Copy out the entries from the line holding "Whereabouts in the above photo is the bare" through the line holding "(279, 363), (486, 463)", both ends included, switching "frog's" to "toad's" and leaving everything else unchanged.

Records

########################################

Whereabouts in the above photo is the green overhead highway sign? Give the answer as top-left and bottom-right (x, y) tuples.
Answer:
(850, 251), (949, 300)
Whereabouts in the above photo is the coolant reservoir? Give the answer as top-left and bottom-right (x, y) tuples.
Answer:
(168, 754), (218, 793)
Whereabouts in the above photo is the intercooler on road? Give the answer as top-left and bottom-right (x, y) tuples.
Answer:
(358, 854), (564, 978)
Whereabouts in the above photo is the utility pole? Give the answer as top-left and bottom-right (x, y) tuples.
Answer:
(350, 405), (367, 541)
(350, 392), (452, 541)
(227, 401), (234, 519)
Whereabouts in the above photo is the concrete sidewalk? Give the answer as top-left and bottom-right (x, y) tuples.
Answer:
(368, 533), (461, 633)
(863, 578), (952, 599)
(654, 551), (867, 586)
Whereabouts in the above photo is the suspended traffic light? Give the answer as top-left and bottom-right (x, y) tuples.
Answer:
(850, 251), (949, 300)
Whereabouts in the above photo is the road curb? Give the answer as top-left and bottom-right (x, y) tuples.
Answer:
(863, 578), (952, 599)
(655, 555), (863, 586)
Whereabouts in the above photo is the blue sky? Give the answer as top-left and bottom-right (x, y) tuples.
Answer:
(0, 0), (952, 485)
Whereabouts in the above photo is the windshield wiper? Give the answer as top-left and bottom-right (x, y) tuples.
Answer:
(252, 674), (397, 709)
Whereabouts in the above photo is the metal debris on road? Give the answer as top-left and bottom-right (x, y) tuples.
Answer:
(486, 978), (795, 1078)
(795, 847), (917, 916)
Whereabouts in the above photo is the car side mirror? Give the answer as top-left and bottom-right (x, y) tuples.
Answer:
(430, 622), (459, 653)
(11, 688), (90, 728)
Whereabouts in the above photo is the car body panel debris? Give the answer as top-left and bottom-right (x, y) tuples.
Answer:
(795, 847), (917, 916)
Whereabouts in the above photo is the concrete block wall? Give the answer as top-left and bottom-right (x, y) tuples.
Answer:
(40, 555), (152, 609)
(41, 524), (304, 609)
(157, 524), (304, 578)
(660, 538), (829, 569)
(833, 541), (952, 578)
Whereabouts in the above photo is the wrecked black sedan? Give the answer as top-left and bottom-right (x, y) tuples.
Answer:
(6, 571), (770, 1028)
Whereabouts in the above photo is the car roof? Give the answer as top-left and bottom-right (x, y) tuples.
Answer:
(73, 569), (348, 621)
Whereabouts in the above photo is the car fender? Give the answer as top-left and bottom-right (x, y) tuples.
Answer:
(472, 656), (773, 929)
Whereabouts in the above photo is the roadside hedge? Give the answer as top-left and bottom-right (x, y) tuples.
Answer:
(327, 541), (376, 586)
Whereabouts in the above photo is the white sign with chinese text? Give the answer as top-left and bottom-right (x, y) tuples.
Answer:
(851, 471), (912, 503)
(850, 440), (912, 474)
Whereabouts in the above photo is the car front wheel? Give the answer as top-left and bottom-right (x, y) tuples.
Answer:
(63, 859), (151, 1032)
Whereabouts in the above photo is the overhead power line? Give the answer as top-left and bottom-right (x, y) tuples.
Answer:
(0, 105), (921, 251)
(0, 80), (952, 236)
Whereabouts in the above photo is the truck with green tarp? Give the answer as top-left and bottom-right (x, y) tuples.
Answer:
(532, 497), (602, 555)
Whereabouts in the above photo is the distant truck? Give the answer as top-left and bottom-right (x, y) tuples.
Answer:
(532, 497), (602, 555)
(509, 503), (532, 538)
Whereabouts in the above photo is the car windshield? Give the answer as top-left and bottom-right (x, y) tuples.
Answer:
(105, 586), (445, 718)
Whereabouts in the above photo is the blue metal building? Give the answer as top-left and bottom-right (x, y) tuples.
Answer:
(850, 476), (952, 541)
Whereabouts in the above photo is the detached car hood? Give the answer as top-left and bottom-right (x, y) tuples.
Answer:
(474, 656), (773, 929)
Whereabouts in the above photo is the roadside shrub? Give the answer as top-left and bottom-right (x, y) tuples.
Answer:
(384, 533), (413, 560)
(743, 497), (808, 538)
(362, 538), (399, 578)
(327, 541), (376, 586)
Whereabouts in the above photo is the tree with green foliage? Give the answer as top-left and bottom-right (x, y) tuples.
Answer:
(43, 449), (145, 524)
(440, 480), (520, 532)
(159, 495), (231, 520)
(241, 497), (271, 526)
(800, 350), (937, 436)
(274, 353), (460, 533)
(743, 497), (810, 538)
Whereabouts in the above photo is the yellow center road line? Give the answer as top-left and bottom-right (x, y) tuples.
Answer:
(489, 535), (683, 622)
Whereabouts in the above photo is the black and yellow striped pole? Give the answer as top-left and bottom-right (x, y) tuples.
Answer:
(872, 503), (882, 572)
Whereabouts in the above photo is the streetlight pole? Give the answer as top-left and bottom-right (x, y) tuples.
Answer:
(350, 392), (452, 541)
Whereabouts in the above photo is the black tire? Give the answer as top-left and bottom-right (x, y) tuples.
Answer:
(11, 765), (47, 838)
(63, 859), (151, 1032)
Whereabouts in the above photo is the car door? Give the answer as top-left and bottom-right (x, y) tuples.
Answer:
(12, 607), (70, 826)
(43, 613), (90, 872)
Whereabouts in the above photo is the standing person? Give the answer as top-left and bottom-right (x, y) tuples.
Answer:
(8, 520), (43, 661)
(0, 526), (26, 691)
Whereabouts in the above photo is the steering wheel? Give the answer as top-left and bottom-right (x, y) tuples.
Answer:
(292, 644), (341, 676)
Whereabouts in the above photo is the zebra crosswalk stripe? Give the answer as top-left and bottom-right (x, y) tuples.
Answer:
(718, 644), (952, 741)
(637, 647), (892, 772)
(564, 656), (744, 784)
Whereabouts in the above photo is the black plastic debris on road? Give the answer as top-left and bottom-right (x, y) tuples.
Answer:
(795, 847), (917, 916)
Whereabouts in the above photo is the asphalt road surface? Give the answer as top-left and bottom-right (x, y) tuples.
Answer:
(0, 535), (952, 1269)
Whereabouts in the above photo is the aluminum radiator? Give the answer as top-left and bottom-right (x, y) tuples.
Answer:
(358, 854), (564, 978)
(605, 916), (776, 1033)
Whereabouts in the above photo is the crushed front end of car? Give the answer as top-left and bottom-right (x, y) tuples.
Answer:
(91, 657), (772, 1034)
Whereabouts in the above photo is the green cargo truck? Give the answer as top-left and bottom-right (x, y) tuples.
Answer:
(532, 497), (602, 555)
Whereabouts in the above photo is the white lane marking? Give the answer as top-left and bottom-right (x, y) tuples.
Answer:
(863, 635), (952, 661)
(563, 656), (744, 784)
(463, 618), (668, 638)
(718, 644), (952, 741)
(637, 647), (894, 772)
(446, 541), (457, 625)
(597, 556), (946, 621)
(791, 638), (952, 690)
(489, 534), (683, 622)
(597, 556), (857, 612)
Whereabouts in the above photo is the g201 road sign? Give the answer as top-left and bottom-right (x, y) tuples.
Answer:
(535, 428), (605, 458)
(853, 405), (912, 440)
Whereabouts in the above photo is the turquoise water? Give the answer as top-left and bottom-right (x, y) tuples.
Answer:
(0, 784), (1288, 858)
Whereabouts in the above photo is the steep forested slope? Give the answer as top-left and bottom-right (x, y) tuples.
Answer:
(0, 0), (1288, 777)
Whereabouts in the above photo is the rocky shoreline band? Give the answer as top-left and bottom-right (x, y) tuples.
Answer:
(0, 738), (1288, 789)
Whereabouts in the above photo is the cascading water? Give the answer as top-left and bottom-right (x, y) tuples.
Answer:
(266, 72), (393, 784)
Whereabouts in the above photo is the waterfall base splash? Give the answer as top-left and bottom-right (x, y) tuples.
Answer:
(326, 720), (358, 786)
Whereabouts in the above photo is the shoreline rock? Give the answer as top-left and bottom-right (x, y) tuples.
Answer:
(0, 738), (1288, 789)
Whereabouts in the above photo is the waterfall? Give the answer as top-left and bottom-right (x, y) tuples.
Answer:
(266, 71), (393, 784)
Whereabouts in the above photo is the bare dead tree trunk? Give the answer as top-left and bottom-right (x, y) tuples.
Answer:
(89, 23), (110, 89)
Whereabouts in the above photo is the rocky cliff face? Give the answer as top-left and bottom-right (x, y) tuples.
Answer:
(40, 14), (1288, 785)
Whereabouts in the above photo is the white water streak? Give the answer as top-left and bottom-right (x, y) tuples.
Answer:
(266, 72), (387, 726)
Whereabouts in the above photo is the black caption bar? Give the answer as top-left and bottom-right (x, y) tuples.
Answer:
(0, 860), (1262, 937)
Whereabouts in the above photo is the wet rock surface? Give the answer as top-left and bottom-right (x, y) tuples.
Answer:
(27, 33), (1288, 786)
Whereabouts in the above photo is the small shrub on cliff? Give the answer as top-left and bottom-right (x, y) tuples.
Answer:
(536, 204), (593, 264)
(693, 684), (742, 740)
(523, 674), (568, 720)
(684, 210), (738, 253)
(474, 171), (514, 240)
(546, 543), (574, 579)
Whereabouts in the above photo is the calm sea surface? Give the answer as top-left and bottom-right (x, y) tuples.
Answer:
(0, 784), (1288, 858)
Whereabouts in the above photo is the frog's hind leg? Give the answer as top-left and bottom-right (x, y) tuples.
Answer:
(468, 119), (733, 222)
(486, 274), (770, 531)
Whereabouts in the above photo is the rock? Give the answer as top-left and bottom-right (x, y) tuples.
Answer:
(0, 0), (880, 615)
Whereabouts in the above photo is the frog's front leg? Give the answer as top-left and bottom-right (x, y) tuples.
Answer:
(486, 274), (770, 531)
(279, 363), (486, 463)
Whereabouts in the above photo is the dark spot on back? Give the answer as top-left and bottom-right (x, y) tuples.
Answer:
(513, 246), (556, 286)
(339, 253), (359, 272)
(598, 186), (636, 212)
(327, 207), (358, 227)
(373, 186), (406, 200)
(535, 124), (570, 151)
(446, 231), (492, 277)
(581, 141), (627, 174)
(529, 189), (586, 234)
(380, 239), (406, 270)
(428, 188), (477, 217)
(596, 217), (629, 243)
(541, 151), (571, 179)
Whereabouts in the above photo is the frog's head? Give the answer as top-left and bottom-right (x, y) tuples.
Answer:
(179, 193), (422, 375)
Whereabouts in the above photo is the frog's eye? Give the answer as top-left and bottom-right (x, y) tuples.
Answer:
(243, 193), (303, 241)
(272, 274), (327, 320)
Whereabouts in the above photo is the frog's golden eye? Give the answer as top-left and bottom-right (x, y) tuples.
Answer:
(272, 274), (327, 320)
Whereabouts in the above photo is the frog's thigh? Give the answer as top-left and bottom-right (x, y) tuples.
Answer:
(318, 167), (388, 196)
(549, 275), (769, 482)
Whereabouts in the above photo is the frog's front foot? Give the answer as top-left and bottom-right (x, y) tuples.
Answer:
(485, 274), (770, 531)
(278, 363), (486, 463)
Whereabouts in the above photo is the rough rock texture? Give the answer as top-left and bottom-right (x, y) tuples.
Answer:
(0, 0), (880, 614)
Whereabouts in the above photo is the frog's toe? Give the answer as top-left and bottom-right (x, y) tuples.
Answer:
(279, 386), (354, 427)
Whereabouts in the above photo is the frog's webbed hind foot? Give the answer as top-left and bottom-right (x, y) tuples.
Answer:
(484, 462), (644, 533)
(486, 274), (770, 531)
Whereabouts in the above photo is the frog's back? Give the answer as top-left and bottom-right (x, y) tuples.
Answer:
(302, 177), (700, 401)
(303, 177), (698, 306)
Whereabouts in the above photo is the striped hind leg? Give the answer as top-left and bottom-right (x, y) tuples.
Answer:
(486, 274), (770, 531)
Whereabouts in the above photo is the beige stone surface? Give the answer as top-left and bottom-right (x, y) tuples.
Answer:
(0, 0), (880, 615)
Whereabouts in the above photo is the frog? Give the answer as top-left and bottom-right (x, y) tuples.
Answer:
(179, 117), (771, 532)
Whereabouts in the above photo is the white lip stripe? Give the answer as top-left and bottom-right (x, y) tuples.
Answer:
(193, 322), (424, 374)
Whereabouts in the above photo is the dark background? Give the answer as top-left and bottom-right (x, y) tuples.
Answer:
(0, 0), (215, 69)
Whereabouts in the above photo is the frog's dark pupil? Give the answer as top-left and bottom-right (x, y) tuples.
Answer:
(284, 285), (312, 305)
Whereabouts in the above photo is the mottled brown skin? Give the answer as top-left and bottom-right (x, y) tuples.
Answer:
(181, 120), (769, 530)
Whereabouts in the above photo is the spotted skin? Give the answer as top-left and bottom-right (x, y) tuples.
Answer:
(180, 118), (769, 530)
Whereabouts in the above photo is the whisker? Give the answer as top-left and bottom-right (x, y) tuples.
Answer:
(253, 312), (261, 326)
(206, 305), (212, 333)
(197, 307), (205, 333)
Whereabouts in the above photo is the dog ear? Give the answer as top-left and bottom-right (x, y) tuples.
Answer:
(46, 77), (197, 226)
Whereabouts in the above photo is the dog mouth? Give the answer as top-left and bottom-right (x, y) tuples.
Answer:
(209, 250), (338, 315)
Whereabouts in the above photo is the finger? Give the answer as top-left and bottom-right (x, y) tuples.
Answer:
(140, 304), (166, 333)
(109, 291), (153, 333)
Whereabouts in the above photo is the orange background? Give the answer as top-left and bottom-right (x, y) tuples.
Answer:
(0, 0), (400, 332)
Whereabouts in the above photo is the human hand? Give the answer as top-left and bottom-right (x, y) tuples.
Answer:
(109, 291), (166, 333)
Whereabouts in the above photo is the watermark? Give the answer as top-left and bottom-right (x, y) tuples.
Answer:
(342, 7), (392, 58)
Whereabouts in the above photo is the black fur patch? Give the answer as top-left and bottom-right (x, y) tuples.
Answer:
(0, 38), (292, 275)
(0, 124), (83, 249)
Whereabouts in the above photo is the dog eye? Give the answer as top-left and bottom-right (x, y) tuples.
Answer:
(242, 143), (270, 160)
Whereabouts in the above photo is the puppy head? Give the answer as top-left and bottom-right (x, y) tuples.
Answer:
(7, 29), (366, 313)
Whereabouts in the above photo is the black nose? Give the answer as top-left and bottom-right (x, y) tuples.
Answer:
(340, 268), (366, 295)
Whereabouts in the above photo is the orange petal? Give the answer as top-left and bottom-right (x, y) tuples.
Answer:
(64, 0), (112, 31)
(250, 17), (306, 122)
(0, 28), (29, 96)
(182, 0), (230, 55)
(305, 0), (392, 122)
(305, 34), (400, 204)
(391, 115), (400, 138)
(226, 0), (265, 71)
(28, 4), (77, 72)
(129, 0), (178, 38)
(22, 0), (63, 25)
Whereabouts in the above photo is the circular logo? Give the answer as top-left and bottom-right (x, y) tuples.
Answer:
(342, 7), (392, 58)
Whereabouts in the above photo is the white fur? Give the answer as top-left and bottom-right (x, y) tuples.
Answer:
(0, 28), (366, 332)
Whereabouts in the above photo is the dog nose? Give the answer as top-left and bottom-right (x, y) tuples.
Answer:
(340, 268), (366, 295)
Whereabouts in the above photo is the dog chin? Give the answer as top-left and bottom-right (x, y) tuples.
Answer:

########################################

## OUTPUT BELOW
Whereabouts in the above photo is the bare dead tree trunk? Give the answer as top-left and bottom-right (x, y) tuples.
Answer:
(89, 23), (110, 89)
Whereabouts in the above photo is the rocky cliff face? Give the answer as top-left and bottom-right (x, y) tuples.
Answer:
(40, 14), (1288, 785)
Whereabouts in the above photo is the white water streak? Give the answer as top-left and bottom-right (x, y) tuples.
Answer:
(266, 72), (387, 726)
Whereabouts in the above photo is the black caption bar? Give the answer as top-left and bottom-right (x, y) tuples.
Answer:
(0, 860), (1262, 937)
Whereabouts in the above photo is the wet rock surface? Give the answer as top-left and bottom-right (x, y) tuples.
Answer:
(27, 33), (1288, 786)
Whereabouts in the above photo is the small shrub on cliff? Give the answer as top-left and bottom-right (x, y) tuples.
Answer:
(536, 204), (593, 264)
(693, 684), (742, 740)
(523, 674), (568, 720)
(684, 210), (738, 253)
(474, 171), (514, 240)
(546, 543), (574, 579)
Whereabouts in the above photo is the calm sea surface? Give the answer as top-left and bottom-right (x, y) tuples.
Answer:
(0, 784), (1288, 858)
Whereabouts in the above photo is the toad's hind leg? Give the answer as top-left and bottom-right (x, y) tuples.
Answer:
(468, 119), (733, 222)
(486, 274), (770, 531)
Whereabouts in the above photo is the rock? Give the answer as top-left and bottom-right (x, y) tuples.
Answer:
(0, 0), (880, 615)
Whereabouts in the above photo is the toad's front leg? Give the answer as top-left and bottom-right (x, y) tuples.
Answer:
(486, 274), (770, 531)
(279, 363), (486, 463)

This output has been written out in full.